▶ _YOUR GOAL_
Copy out the records again. Change nothing.

▶ _STORED DATA_
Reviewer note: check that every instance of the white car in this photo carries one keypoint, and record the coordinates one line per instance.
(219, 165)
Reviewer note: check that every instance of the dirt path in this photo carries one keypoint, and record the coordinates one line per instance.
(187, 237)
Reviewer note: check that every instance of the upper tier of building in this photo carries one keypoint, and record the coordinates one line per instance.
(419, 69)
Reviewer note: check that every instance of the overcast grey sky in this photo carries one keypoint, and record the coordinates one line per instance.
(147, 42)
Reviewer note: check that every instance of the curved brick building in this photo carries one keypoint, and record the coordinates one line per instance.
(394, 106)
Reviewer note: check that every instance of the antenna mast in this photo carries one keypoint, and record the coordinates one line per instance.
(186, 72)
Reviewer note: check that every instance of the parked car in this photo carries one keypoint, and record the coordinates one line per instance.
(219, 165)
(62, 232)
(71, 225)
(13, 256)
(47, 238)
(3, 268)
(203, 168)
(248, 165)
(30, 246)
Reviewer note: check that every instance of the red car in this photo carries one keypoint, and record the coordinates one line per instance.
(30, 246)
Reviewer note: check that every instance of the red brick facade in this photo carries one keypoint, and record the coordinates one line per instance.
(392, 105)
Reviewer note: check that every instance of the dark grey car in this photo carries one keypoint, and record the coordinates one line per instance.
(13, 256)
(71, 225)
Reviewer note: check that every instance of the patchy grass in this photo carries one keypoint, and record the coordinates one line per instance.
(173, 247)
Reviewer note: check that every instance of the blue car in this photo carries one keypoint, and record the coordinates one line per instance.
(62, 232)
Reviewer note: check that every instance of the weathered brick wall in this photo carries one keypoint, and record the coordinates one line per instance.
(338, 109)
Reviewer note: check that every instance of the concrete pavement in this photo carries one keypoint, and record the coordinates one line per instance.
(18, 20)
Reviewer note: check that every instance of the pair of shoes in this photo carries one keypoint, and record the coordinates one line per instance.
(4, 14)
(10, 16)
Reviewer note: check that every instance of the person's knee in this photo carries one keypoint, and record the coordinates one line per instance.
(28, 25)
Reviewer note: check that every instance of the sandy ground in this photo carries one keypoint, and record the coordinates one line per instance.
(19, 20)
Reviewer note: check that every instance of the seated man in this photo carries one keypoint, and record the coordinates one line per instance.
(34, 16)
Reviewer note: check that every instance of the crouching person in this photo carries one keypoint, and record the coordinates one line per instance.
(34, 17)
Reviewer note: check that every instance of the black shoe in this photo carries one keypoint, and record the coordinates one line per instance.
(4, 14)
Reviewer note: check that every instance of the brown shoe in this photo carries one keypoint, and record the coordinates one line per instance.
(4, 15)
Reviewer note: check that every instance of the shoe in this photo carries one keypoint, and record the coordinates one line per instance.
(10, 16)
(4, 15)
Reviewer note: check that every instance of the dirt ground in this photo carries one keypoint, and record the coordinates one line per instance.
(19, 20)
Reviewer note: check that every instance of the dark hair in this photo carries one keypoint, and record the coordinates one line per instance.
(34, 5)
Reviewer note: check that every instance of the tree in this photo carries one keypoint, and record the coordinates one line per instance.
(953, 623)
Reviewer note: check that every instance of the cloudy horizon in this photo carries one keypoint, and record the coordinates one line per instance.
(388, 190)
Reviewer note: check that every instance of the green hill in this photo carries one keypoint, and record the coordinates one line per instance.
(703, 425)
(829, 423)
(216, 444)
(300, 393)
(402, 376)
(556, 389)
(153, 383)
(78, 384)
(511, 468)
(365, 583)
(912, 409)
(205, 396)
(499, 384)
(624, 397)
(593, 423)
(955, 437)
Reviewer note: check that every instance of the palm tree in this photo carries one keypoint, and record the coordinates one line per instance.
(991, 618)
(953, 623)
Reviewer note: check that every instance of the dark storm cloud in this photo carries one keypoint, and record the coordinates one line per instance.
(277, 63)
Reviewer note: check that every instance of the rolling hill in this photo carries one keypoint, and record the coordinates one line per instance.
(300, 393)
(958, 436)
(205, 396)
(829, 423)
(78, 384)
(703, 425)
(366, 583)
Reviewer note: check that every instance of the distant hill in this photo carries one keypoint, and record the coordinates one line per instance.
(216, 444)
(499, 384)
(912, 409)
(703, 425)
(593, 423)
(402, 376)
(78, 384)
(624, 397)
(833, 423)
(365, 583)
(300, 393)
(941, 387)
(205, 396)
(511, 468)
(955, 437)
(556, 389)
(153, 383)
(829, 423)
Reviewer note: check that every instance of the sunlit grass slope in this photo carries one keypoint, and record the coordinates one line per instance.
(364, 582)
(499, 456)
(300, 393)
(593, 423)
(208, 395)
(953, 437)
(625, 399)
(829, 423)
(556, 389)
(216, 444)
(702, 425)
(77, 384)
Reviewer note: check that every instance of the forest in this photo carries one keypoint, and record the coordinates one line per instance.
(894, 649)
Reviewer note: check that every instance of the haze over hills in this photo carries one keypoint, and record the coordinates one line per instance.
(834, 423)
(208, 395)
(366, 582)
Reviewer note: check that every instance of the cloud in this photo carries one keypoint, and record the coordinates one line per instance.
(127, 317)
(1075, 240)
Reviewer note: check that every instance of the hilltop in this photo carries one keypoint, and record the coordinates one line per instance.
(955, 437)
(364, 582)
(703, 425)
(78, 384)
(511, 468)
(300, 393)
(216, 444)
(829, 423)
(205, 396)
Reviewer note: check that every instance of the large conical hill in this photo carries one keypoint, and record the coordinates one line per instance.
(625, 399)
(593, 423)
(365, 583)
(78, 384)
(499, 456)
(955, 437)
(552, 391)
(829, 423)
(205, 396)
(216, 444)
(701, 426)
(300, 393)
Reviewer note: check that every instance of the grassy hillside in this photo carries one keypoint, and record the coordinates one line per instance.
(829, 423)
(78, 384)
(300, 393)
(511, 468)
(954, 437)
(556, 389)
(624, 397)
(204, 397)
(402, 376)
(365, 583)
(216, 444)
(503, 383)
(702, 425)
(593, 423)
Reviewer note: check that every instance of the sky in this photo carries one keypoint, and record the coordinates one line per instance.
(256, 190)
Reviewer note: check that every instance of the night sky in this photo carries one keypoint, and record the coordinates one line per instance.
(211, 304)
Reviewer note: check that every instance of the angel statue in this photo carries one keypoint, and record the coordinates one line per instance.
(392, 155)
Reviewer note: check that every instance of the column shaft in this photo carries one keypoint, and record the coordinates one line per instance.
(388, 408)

▶ _REPLY_
Reviewer note: check that every instance of the white car in this photo carries one keypoint, and record the coordinates one line per instance.
(219, 165)
Reviewer note: check that every instance of the dirt path in this photo carries one keypoint, and record the coordinates one line per instance.
(187, 237)
Reviewer note: check that every instance of the upper tier of building in this photo carries one keypoint, and record the coordinates one line per instance.
(419, 69)
Reviewer note: check that every instance of the overcast grey sky in this photo carries one keypoint, and record the coordinates one line per instance.
(147, 42)
Reviewer note: check that every instance of the curved brick building in this photo carries one keypoint, and record the coordinates one line per instance.
(394, 106)
Reviewer note: check that every instance of the antenna mast in this photo carries one keypoint, and record the coordinates one line per instance.
(186, 72)
Reviewer note: check that every instance of the parked car in this photo carries one keypoint, and record the coordinates one line per instance.
(219, 165)
(62, 232)
(71, 225)
(13, 256)
(47, 238)
(3, 268)
(203, 168)
(248, 165)
(30, 246)
Reviewer note: check that every instance of the red car in this photo carries one keypoint, and record the coordinates one line per instance.
(30, 246)
Reviewer note: check that every instance of the red brick facade in this photo carries one keypoint, and record the coordinates one line per instance.
(392, 105)
Reviewer note: check that every instance of the dark grey car in this photo carries one keypoint, and record the coordinates one line per instance.
(13, 256)
(71, 225)
Reviewer note: check that every instance of the patchy grass in this photo carries one keypoint, and record the coordinates one line per instance.
(173, 247)
Reviewer note: check that every instance of the blue car in this photo carries one keypoint, and record the coordinates one line per instance.
(62, 232)
Reviewer note: check that every instance of the weathered brick wall in this photo carries one keypoint, and record the coordinates one line per instance.
(338, 109)
Reviewer note: check that every instance of the concrete pavement in this photo carries one keypoint, and record the coordinates one line per instance.
(18, 20)
Reviewer note: check that every instance of the pair of shoes in this photo carries one keypoint, and record the coordinates one line per instance.
(4, 14)
(10, 16)
Reviewer note: check that every instance of the person's knee in this photo carries one keypoint, and record the coordinates one line per instance.
(28, 25)
Reviewer note: check that every instance of the sandy ground in this photo carries one keypoint, and record the coordinates one line per instance.
(19, 20)
Reviewer note: check that every instance of the seated man in this photo carries one keypoint, and record the coordinates one line per instance.
(34, 16)
Reviewer note: check that every instance of the crouching person in this photo carries one keypoint, and record the coordinates one line per instance.
(34, 17)
Reviewer note: check that every instance of the black shoe in this photo carries one keypoint, and record the coordinates one line per instance.
(4, 14)
Reviewer note: check that every instance of the brown shoe in this photo carries one keypoint, and record the coordinates one line per instance.
(4, 15)
Reviewer note: check that every instance of the shoe in this photo carries one keypoint, and record the coordinates one line per instance.
(10, 16)
(4, 15)
Reviewer note: check that every instance of the dirt ground in this photo carries one keypoint, and record the coordinates one line per instance.
(19, 20)
Reviewer note: check that every instance of the dark hair in this photo carries one keypoint, and record the coordinates one line per instance.
(34, 5)
Reviewer note: check that every instance of the tree in this photo carries one keypoint, and record the coordinates one line per instance.
(953, 623)
Reviewer note: check that every instance of the cloudy horizon in this photo carries one keypoint, and record the coordinates one line per instance.
(388, 190)
Reviewer note: check that every instance of the green hill in this photo carries one keypoint, and record the coordinates one line per instance.
(703, 425)
(829, 423)
(216, 444)
(300, 393)
(402, 376)
(556, 389)
(153, 383)
(78, 384)
(511, 468)
(365, 583)
(912, 409)
(205, 396)
(499, 384)
(624, 397)
(593, 423)
(955, 437)
Reviewer note: check that every instance of the palm tree in this photo carries one keypoint, and record the coordinates one line per instance.
(991, 618)
(953, 623)
Reviewer note: check that every instance of the dark storm cloud in this photo carries one keypoint, and record the coordinates one line per instance.
(277, 63)
Reviewer note: check that every instance of the rolling hill in this photo carries one keypoint, and record the coordinates one line per instance.
(300, 393)
(958, 436)
(205, 396)
(829, 423)
(78, 384)
(703, 425)
(366, 583)
Reviewer note: check that every instance of the distant hill in this photo carries one keypoint, and record the coordinates one line per instance.
(216, 444)
(499, 384)
(912, 409)
(703, 425)
(593, 423)
(402, 376)
(78, 384)
(624, 397)
(833, 423)
(365, 583)
(300, 393)
(941, 387)
(205, 396)
(511, 468)
(955, 437)
(556, 389)
(153, 383)
(829, 423)
Reviewer note: check that every instance of the sunlit grass slope in this photo carries one keypoint, and record the coordinates one line per instance.
(364, 582)
(499, 456)
(300, 393)
(593, 423)
(208, 395)
(953, 437)
(625, 399)
(829, 423)
(556, 389)
(216, 444)
(702, 425)
(77, 384)
Reviewer note: check that every instance of the forest in this photo carries one keypoint, and record the coordinates one line per instance.
(894, 649)
Reviewer note: check that every instance of the haze over hills in this photo carries one keypoint, and record the coordinates one line per instance.
(834, 423)
(208, 395)
(366, 582)
Reviewer note: check that every instance of the cloud in this photo carries one keypoint, and record the coordinates one line per instance.
(127, 317)
(1075, 240)
Reviewer note: check that every instance of the hilltop in this photo carries one keypoint, and record the coordinates one line per instance.
(955, 437)
(364, 582)
(703, 425)
(78, 384)
(511, 468)
(300, 393)
(216, 444)
(829, 423)
(205, 396)
Reviewer note: check that every instance of the large conical hill in this photo carries one keypoint, and record the coordinates one line per instance.
(625, 399)
(593, 423)
(365, 583)
(78, 384)
(499, 456)
(955, 437)
(552, 391)
(829, 423)
(205, 396)
(216, 444)
(701, 426)
(300, 393)
Reviewer note: check that every instance of the grassy hillside in this photo carries one keypoint, and record the coordinates one line per instance.
(829, 423)
(78, 384)
(300, 393)
(511, 468)
(954, 437)
(556, 389)
(624, 397)
(204, 397)
(402, 376)
(365, 583)
(216, 444)
(503, 383)
(702, 425)
(593, 423)
Reviewer note: check that every instance of the sky in this photo carries one keypoint, and record the coordinates one line per instance.
(256, 190)
Reviewer note: check that every instance of the night sky in this photo carries one keypoint, and record the coordinates one line per instance.
(211, 304)
Reviewer note: check that every instance of the angel statue in this photo carries one keypoint, and record the coordinates one line per instance.
(392, 155)
Reviewer note: check that every instance of the column shaft in this photo carries one keypoint, and record the coordinates one line per instance.
(388, 408)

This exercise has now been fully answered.